* Exercise objective *
Reproduce the stretch of the passage on Qin and Han expansion into Southern China from "The Qin dynasty's" through "of the Qin.".
##### Document passage
The Qin dynasty's initiative military incursions into what is now Southern China engendered an era of periodic expansion that continued under the Han. After the fall of the Qin, Minyue was established in 202 BC, and Eastern Ou in 192 BC, with the support of the Han. They were rewarded with greater autonomy in return for their contributions to the revolt against the Qin. The local rulers of the Minyue region had also sided with Liu Bang's Han instead of Xiang Yu's Chu during the Chu–Han Contention, a civil war that ensued during the collapse of the Qin.
##########
##### The data
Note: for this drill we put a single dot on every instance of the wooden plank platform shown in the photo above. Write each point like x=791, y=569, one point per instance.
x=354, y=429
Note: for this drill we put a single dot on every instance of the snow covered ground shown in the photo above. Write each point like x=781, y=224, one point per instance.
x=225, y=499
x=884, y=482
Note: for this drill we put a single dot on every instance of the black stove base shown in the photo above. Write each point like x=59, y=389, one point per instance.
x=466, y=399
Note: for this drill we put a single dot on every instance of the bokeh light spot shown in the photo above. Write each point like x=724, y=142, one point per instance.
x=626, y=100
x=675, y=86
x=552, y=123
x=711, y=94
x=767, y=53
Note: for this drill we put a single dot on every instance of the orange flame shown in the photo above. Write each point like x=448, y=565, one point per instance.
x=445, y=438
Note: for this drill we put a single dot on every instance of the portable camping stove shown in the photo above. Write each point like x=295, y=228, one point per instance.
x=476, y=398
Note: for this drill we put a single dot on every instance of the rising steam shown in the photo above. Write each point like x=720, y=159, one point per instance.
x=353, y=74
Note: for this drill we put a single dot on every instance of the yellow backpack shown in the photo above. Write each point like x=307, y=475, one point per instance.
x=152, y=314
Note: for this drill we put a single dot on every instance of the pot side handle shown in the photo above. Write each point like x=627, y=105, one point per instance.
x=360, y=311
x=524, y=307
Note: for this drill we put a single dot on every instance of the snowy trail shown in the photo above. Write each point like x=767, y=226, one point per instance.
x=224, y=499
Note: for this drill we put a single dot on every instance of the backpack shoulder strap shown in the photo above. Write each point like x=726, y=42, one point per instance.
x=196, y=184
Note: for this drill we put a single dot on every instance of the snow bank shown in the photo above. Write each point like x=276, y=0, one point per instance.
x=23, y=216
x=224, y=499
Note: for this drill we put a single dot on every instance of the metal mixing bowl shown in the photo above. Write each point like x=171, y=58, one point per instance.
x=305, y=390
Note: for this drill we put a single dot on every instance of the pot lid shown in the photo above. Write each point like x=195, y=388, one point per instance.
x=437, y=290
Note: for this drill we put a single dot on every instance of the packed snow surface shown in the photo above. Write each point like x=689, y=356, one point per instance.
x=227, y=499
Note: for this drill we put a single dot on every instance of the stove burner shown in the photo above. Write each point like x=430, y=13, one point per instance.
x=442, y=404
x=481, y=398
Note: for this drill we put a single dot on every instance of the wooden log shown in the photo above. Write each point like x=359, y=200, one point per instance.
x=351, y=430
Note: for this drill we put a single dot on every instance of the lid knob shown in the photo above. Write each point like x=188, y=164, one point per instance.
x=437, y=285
##########
* Response *
The Qin dynasty's initiative military incursions into what is now Southern China engendered an era of periodic expansion that continued under the Han. After the fall of the Qin, Minyue was established in 202 BC, and Eastern Ou in 192 BC, with the support of the Han. They were rewarded with greater autonomy in return for their contributions to the revolt against the Qin. The local rulers of the Minyue region had also sided with Liu Bang's Han instead of Xiang Yu's Chu during the Chu–Han Contention, a civil war that ensued during the collapse of the Qin.